**Exercise instructions:**
[A] Answer these from the Geoffrey Streatfeild biography:
(i) Which character did he play in Spooks?
(ii) Whom was he married to, and for which years?
(iii) At which theater did he play Stanhope in Journey's End?
[B] Carry the Geoffrey Streatfeild biography on from its final line.

**Extracted text:**

————

Geoffrey Streatfeild (born 1975) is an English actor in film, television, stage and radio.

Career 
His notable film and TV roles include The Other Boleyn Girl and Kinky Boots. He also appeared in the Royal Shakespeare Company's "Histories" company in 2007-08 as Prince Hal/Henry V (Henry IV Part One, Henry IV Part Two and Henry V), Suffolk (Henry VI Parts I and II), Rivers (Henry VI Part III and Richard III).

His elder brother Richard Streatfeild, as a serving Major in the Rifles, advised Geoffrey on military life for his roles in Henry V and Journey's End. Streatfeild joined the cast of Spooks for its final series in 2011, playing the character of Calum Reed, a Junior Case Officer at MI5 until its end. In 2012 Streatfeild joined the cast of the BBC2 political satire The Thick of It as the "Inbetweener" junior minister in DoSac. In 2015 he reprised his role as Calum Reed in the spy film Spooks: The Greater Good.

Personal life
Streatfeild was married to actor Nikki Amuka-Bird from 2003 to 2010.

Selected credits

Stage 
Eigengrau (Bush Theatre) by Penelope Skinner
The History Boys (National, tour) by Alan Bennett
Bacchai (National Theatre)
Mountain Language (Royal Court)
Journey’s End, as Stanhope (Comedy Theatre) by R. C. Sherriff
Nathan the Wise (Chichester)

————

**Provided records:**
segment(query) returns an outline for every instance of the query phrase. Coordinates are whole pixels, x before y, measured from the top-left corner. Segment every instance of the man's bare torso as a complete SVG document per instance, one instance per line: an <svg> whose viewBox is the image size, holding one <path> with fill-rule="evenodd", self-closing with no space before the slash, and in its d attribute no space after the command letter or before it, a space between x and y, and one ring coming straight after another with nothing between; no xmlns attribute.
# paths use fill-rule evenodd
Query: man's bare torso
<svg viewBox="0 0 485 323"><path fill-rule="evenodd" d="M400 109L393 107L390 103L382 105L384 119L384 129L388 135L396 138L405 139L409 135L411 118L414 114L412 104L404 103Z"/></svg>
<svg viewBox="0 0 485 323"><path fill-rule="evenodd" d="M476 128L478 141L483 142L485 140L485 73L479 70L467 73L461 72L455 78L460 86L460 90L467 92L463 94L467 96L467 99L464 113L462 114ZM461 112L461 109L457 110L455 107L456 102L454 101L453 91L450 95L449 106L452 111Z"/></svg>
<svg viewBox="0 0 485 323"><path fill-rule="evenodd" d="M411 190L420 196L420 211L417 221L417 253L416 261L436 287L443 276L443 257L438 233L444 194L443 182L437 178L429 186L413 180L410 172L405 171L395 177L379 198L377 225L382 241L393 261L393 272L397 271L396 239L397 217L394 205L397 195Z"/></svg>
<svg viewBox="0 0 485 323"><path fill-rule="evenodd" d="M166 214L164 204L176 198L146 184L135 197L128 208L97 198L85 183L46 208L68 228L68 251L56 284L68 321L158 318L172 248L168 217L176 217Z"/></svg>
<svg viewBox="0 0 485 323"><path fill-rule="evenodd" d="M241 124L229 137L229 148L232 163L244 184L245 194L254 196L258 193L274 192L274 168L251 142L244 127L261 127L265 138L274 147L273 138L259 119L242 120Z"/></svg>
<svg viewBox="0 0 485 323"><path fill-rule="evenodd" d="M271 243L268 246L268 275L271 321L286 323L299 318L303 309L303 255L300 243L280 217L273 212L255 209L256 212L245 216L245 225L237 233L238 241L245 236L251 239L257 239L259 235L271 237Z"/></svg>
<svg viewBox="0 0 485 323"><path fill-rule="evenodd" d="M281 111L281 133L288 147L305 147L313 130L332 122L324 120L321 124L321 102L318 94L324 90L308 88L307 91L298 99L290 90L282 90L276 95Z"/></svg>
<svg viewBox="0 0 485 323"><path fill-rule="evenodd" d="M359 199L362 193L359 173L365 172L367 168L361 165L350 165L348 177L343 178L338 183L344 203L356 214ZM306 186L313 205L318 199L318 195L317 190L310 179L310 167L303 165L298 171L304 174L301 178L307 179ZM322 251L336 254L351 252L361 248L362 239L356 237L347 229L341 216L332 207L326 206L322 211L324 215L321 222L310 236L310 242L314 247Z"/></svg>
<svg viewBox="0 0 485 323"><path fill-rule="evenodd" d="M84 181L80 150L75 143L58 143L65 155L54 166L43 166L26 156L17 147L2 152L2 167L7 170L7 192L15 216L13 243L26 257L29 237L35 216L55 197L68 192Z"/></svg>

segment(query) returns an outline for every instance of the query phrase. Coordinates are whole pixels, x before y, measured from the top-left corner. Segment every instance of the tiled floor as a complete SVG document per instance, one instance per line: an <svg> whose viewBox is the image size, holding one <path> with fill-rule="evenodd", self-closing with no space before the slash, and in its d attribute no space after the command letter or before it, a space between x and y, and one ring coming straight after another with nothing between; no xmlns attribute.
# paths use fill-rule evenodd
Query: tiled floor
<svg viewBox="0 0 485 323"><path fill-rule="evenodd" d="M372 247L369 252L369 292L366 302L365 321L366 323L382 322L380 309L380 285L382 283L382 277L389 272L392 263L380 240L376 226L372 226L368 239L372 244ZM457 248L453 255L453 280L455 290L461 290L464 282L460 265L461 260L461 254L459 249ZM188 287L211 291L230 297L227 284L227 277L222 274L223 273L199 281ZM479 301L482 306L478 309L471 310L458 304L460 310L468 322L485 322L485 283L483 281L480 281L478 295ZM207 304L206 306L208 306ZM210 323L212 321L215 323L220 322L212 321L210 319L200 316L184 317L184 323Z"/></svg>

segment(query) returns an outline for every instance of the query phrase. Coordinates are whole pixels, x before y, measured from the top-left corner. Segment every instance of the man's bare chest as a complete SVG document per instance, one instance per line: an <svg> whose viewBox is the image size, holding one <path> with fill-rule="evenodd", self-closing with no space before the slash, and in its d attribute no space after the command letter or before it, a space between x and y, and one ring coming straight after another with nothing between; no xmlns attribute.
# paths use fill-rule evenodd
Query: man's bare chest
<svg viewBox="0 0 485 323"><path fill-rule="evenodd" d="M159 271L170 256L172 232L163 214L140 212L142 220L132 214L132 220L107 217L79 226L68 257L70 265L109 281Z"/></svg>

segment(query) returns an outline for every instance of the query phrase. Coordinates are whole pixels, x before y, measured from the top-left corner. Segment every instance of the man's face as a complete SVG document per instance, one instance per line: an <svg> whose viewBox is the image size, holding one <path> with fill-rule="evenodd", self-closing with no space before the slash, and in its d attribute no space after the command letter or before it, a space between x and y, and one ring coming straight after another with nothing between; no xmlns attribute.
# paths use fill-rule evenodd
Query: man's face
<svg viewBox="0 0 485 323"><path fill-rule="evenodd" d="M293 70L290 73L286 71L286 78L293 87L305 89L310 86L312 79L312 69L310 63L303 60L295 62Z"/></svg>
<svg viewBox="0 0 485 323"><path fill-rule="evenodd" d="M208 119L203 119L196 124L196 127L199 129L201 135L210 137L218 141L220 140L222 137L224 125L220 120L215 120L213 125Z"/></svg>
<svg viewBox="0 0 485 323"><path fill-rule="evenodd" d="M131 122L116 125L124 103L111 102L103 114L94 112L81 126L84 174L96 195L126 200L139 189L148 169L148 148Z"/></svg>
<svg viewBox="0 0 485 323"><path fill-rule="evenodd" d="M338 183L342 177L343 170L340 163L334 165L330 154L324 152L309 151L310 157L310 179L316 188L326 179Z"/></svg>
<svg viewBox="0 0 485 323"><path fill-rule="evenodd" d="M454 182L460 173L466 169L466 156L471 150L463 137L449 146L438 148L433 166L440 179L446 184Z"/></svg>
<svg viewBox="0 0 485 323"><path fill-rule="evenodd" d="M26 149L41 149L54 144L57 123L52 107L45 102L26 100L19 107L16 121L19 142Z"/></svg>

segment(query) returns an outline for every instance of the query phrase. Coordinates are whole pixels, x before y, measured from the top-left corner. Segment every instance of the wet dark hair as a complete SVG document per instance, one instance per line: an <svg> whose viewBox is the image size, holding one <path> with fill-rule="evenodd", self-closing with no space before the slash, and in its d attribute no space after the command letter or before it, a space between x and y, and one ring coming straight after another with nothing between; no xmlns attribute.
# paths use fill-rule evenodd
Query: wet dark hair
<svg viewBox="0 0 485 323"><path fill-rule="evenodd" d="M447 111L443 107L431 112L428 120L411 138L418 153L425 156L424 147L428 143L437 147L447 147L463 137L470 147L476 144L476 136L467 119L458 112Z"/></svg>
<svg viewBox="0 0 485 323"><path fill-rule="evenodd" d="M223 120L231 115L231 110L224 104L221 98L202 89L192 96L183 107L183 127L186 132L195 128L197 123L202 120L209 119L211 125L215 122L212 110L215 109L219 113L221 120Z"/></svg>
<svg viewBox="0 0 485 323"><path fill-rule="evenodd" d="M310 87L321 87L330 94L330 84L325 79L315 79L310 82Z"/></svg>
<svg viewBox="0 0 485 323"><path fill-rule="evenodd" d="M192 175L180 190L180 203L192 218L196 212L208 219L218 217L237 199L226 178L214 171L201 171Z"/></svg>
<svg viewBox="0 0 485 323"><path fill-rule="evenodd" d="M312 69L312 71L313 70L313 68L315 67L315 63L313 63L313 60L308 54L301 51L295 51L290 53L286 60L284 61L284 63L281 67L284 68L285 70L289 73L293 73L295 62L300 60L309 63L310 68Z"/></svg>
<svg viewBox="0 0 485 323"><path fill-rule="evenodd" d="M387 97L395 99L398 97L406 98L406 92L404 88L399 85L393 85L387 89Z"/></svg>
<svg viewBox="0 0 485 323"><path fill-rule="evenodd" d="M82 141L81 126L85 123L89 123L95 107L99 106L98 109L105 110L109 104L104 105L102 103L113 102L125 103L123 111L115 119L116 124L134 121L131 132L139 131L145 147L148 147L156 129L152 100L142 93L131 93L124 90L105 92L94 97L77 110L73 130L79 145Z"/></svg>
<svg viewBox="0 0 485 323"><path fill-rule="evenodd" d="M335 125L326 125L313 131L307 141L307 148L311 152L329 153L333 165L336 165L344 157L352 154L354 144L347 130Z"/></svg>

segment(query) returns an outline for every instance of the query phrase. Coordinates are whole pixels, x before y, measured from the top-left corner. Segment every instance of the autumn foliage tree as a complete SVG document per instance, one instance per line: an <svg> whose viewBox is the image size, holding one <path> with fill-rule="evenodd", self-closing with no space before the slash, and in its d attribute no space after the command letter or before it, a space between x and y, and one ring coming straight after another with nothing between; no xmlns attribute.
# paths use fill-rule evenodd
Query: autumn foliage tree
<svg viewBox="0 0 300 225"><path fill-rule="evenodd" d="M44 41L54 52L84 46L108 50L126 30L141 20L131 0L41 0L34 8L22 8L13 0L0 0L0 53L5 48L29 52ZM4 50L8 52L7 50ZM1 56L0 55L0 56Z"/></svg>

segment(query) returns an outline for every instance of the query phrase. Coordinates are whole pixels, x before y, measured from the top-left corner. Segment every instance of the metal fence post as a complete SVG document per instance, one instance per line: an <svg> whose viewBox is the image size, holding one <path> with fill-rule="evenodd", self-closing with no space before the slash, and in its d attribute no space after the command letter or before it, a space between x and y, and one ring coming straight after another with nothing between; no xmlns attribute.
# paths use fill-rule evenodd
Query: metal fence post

————

**Task answers:**
[A]
(i) Calum Reed, a Junior Case Officer at MI5.
(ii) Nikki Amuka-Bird, from 2003 to 2010.
(iii) The Comedy Theatre.

[B]
Merchant of Venice (Chichester) by William Shakespeare
Macbeth (Sheffield Crucible) by William Shakespeare
My Night with Reg (Donmar Warehouse and Apollo Theatre) by Kevin Elyot
The Beaux' Stratagem (National Theatre) by George Farquhar
Young Chekhov Ivanov (National Theatre) by Anton Chekhov
Young Chekhov The Seagull (National Theatre) by Anton Chekhov
Cell Mates (Hampstead Theatre) by Simon Gray in December 2017

TV 
Sword of Honour (2001)
Love in a Cold Climate (2001)
The Other Boleyn Girl (2003)
Elizabeth I (2005)
Twenty Thousand Streets Under the Sky (2005)
Midsomer Murders (2005)
Ashes to Ashes (2009) – As 'New Arrival'
Spooks (2011)
The Thick of It (2012)
Endeavour (2013) As Dr. Daniel Cronyn (in Series 1, Episode 2 'Fugue')
The Hollow Crown (2016) – as Edward IV, (in 2 episodes: Henry VI part II and Richard III)
Life (2020)

Film 
Match Point
Kinky Boots
City Slacker
Spooks: The Greater Good (2015)
Consent (2023)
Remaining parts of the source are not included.